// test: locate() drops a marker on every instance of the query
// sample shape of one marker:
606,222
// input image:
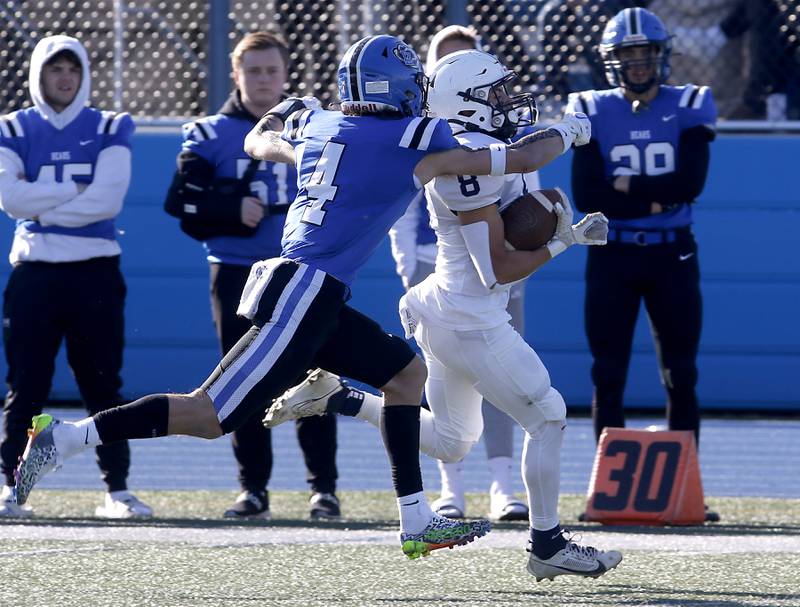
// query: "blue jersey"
51,154
356,178
646,142
219,140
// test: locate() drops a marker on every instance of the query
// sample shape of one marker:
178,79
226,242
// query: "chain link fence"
151,57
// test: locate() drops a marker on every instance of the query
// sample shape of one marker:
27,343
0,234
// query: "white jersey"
454,296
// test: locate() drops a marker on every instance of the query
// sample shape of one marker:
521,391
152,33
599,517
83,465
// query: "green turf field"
189,556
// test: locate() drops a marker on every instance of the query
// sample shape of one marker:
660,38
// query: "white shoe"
573,559
449,506
507,508
122,504
304,400
9,508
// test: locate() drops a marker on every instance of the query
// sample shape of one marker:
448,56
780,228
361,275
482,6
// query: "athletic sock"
415,513
71,438
546,543
147,417
400,432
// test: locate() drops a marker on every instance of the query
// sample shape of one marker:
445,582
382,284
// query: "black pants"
45,303
252,442
667,277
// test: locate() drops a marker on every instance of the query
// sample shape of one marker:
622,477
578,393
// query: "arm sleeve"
403,238
591,191
102,199
468,192
23,199
687,181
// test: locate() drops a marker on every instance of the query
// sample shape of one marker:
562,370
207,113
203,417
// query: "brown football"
530,220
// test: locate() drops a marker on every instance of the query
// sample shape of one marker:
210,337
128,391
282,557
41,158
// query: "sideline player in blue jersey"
645,166
244,223
64,171
358,171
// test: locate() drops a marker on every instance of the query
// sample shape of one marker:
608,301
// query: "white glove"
574,129
591,230
311,103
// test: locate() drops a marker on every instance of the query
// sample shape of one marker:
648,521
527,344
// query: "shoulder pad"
10,126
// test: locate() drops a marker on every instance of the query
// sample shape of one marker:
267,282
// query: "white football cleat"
450,506
573,559
122,504
39,458
304,400
9,508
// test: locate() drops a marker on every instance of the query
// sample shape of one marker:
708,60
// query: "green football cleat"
39,458
442,532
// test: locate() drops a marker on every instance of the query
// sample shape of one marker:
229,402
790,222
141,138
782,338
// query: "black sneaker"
325,507
250,504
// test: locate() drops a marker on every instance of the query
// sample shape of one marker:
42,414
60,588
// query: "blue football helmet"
381,74
635,27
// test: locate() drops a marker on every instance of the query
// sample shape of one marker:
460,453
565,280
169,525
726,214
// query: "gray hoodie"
44,50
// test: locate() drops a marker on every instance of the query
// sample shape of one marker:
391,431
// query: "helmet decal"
381,74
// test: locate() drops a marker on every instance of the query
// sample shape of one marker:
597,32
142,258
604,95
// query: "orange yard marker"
646,478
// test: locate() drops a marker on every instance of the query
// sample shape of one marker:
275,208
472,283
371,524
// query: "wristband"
567,136
498,158
556,247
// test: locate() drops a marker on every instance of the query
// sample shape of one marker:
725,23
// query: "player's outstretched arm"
484,236
264,142
528,154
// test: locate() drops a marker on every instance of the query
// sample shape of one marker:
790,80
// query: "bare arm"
264,142
508,265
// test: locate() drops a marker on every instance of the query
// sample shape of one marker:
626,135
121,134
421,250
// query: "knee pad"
451,450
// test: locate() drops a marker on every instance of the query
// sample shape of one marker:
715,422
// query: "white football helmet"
469,89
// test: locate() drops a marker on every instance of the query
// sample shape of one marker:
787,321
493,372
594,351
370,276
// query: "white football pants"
497,364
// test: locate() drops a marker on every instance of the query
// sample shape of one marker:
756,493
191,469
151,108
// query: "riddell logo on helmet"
406,55
364,107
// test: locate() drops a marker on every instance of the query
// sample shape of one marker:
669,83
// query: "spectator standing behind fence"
646,164
64,171
238,206
414,250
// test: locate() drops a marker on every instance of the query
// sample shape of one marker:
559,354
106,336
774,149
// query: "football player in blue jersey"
645,166
64,171
359,168
242,224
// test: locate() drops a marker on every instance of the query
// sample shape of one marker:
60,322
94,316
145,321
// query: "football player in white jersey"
458,314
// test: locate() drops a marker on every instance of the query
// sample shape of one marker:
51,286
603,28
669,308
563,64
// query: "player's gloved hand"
591,230
289,106
563,236
574,129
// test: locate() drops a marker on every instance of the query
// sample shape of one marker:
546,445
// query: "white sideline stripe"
683,543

========================

Short problem —
Leave out the pictures and copy every record above exactly.

Answer to the exercise —
// test: locate() drops a marker on every instance of the query
// sample shape of one marker:
606,222
// input image:
// query: "blue jersey"
51,154
356,178
646,142
219,140
// test: locate() drops a marker on every instance of the query
// sample shape of one marker:
178,79
226,242
// query: "chain link fence"
151,57
// test: locate() drops a marker on every instance of the query
// sample shape of one marker:
27,343
0,234
// query: "white jersey"
454,296
// test: locate() drops a marker on every instance of the query
// sample shape of one marker:
521,391
152,33
599,517
83,465
// query: "green turf field"
189,556
// test: locate() drops a marker on every instance of the query
// sample shape of one marker:
660,38
// query: "white shoe"
573,559
449,506
507,508
122,504
304,400
9,508
// test: locate() drops a marker on every instance of the query
// sample shape of one marker:
448,56
780,228
361,275
482,6
// query: "athletic sock"
415,513
71,438
546,543
147,417
400,432
// test: locate() drops a marker on every instance of the query
// sample shape of one marker:
445,582
382,284
// query: "black pants"
45,303
252,442
667,277
// test: locate() drops a marker on every instance of the query
// sample shape of one marker:
622,477
578,393
// query: "arm sleeve"
403,238
591,191
102,199
468,192
23,199
687,181
// test: locate() drops a marker on every instance of the query
// sample shape of one marker:
562,370
207,113
203,417
// query: "brown football"
530,220
// test: locate() drops a marker on every instance of the query
// sample shape of one marker:
210,337
128,391
282,557
41,158
// query: "sideline player in blue jersey"
645,166
244,223
64,171
358,171
// test: locate() drops a marker on every instance of the query
// sample shape of one marker:
608,301
// query: "white glove"
574,129
591,230
311,103
// test: locate() drops a marker on every instance of the query
// sample shape of one marker:
648,521
527,344
// query: "shoulder pad"
10,126
// test: locate() drops a marker on every instance of the query
// sample shape of one marker:
267,282
// query: "white football cleat"
450,506
573,559
122,504
39,458
304,400
9,508
// test: locate() drops a marker on every instance of the query
// sample shape of one marker:
708,60
// query: "green football cleat"
39,458
442,532
// test: locate() drops a marker on every instance of the query
// sample shape of one marker:
229,402
790,222
141,138
782,338
// query: "black sneaker"
325,507
250,504
// test: locate() drops a marker on every instance of the query
// sample shape of one marker:
42,414
60,588
// query: "blue football helmet"
381,74
635,27
// test: locate() drops a marker on every instance of the query
// sample shape of one marker:
460,453
565,280
169,525
726,214
// query: "gray hoodie"
44,50
// test: locate() drops a marker on every instance of the query
// sample shape of one marker:
391,431
// query: "helmet decal"
381,74
// test: locate() drops a marker on every instance of the query
// sample shape of one marker:
597,32
142,258
604,95
// query: "orange yard marker"
646,478
// test: locate() drops a marker on every instance of the query
// sample shape of one marker:
275,208
472,283
371,524
// query: "wristband"
567,136
498,158
556,247
// test: locate() drops a marker on every instance of the query
// sample shape of one marker:
725,23
// query: "player's outstretched arm"
484,236
264,142
528,154
// test: locate() drops a marker on every instance of the query
// sample shape of one marker:
790,80
// query: "bare arm"
264,142
508,265
// test: locate() drops a marker on every instance of the query
// sample shape of one marker:
626,135
121,134
421,250
// query: "knee pad"
451,450
// test: locate() drops a marker on every instance of the query
// sample shape of one marker:
715,422
// query: "white football helmet"
469,89
// test: locate() drops a marker on every instance of the query
// sample shape of one marker:
787,321
493,372
594,351
370,276
// query: "white football pants"
497,364
// test: locate() drops a marker on every instance of the query
// sample shape of one marker:
756,493
191,469
151,108
// query: "riddell logo on helmet"
406,55
364,107
// test: locate() drops a marker on every instance of the query
// sample shape of one marker:
669,83
// query: "spectator standing behind fence"
646,164
64,171
238,206
414,250
// test: locate() drops a marker on every instance of the query
// sample shape of one marker:
559,354
106,336
774,149
// query: "football player in blue jersey"
645,166
64,171
359,168
242,224
// test: locate() drops a marker on every instance of the query
// sample shape of one marker:
60,322
94,316
145,321
// query: "football player in white jersey"
458,314
// test: locate() drops a marker on every instance of the query
// sample shape of one marker:
51,286
603,28
669,308
563,64
// query: "player's gloved hand"
591,230
289,106
563,236
574,129
// test: locate() drops a marker on every instance of the query
// sample shape of one marker:
546,445
// query: "white sideline stripe"
683,543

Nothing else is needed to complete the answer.